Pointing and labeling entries
● ● ● ● ●

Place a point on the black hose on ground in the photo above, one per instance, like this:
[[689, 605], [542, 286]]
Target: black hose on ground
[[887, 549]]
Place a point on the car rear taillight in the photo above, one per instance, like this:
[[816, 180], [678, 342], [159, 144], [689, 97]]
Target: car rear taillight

● ● ● ● ●

Copy out, word for word, the lines from the one containing "Place a point on the car" through the end of the records.

Place a point on the car rear taillight in the photo above, one per instance, like this:
[[816, 180], [678, 342], [159, 144], [689, 97]]
Target: car rear taillight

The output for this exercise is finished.